Return the data below in full, matching every line exactly.
----------
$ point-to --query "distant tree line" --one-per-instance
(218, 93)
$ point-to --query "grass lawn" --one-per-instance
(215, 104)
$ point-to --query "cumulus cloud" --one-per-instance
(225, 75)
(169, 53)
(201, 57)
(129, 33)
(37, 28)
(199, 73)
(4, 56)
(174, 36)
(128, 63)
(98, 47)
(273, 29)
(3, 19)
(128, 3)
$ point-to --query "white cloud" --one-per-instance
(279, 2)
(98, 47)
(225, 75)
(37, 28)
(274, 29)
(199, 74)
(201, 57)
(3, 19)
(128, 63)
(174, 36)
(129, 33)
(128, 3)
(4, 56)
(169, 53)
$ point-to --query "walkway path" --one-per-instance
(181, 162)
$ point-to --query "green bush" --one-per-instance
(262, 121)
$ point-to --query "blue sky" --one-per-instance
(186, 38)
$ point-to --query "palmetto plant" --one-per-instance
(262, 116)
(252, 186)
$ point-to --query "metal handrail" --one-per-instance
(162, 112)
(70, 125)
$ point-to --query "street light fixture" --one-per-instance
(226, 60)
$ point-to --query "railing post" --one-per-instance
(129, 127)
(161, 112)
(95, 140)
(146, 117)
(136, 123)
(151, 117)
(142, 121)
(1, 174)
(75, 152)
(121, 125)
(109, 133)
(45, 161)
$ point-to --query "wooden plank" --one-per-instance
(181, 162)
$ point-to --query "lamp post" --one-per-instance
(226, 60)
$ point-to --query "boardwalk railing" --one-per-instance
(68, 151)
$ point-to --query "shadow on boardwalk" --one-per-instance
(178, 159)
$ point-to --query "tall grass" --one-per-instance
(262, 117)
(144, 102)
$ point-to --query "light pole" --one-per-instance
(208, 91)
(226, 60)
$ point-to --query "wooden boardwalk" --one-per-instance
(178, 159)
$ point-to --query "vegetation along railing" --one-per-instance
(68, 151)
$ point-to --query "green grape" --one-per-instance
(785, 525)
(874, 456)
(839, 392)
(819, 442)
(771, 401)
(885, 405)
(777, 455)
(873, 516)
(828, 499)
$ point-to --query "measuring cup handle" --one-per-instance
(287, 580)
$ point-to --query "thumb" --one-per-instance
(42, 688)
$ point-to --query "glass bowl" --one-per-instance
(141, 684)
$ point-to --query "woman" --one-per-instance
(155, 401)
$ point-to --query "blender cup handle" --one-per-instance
----------
### Written answer
$ point-to --query "distant tree line" --one-per-instance
(218, 93)
$ point-to --query "grass lawn" --one-per-instance
(215, 104)
$ point-to --query "cumulus cloud" --one-per-instance
(225, 75)
(169, 53)
(201, 57)
(129, 33)
(37, 28)
(199, 73)
(4, 56)
(174, 36)
(128, 63)
(98, 47)
(273, 29)
(3, 19)
(128, 3)
$ point-to --query "white cloud" --one-per-instance
(279, 2)
(98, 47)
(225, 75)
(37, 28)
(274, 29)
(199, 74)
(201, 57)
(3, 19)
(128, 63)
(174, 36)
(129, 33)
(128, 3)
(4, 56)
(169, 53)
$ point-to --query "walkway path" --one-per-instance
(181, 162)
$ point-to --query "green bush" --one-per-instance
(262, 121)
$ point-to --query "blue sky" --one-per-instance
(186, 38)
$ point-to --query "palmetto plant" --one-per-instance
(262, 116)
(252, 186)
$ point-to --query "metal handrail" --one-per-instance
(162, 112)
(70, 125)
$ point-to --query "street light fixture" --one-per-instance
(226, 60)
$ point-to --query "railing post" --one-per-instance
(129, 127)
(161, 112)
(95, 140)
(146, 117)
(136, 123)
(151, 117)
(142, 121)
(1, 174)
(75, 152)
(121, 125)
(109, 133)
(45, 161)
$ point-to --query "wooden plank" --one-per-instance
(181, 162)
$ point-to --query "lamp post" --one-per-instance
(226, 60)
$ point-to --query "boardwalk railing" --one-per-instance
(68, 151)
$ point-to --query "shadow on boardwalk" --one-per-instance
(178, 159)
$ point-to --query "tall grass" --one-per-instance
(262, 117)
(144, 102)
$ point-to --query "light pole" --one-per-instance
(208, 91)
(226, 60)
$ point-to --query "wooden boardwalk" --one-per-instance
(178, 159)
$ point-to --query "vegetation along railing" --one-per-instance
(68, 151)
$ point-to --query "green grape" --one-per-instance
(785, 525)
(874, 456)
(839, 392)
(819, 442)
(771, 401)
(885, 405)
(777, 455)
(873, 516)
(828, 499)
$ point-to --query "measuring cup handle" --one-per-instance
(287, 580)
$ point-to --query "thumb" --one-per-instance
(42, 688)
$ point-to --query "glass bowl" --one-per-instance
(141, 684)
$ point-to --query "woman" --one-per-instance
(155, 401)
$ point-to --query "blender cup handle" --one-per-instance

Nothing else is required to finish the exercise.